--- start of Source extract ---

In the surviving historical record, medieval Arabic female poets are few compared with the number of known male Arabic-language poets: there has been 'an almost total eclipse of women's poetic expression in the literary record as maintained in Arabic culture from the pre-Islamic era through the nineteenth century'. However, there is evidence that, compared with medieval Europe, women's poetry in the medieval Islamic world was 'unparalleled' in 'visibility and impact'. Accordingly, since the beginning of the twenty-first century, scholars have emphasised that women's contribution to Arabic literature requires greater scholarly attention.

--- end of Source extract ---

__Jobs__
A – In the passage on medieval Arabic female poets, since when have scholars emphasized that women's contribution to Arabic literature requires greater scholarly attention?
B – List every phrase that appears inside single quotation marks in the passage on medieval Arabic female poets.
C – Copy out the part of the passage on medieval Arabic female poets from "In the surviving" to "greater scholarly attention.".

--- start of Information provided ---

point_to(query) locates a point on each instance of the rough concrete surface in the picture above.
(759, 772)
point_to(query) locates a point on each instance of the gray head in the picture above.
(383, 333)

--- end of Information provided ---

__Expected answers__
A – Since the beginning of the twenty-first century.

B –
- 'an almost total eclipse of women's poetic expression in the literary record as maintained in Arabic culture from the pre-Islamic era through the nineteenth century'
- 'unparalleled'
- 'visibility and impact'

C –
In the surviving historical record, medieval Arabic female poets are few compared with the number of known male Arabic-language poets: there has been 'an almost total eclipse of women's poetic expression in the literary record as maintained in Arabic culture from the pre-Islamic era through the nineteenth century'. However, there is evidence that, compared with medieval Europe, women's poetry in the medieval Islamic world was 'unparalleled' in 'visibility and impact'. Accordingly, since the beginning of the twenty-first century, scholars have emphasised that women's contribution to Arabic literature requires greater scholarly attention.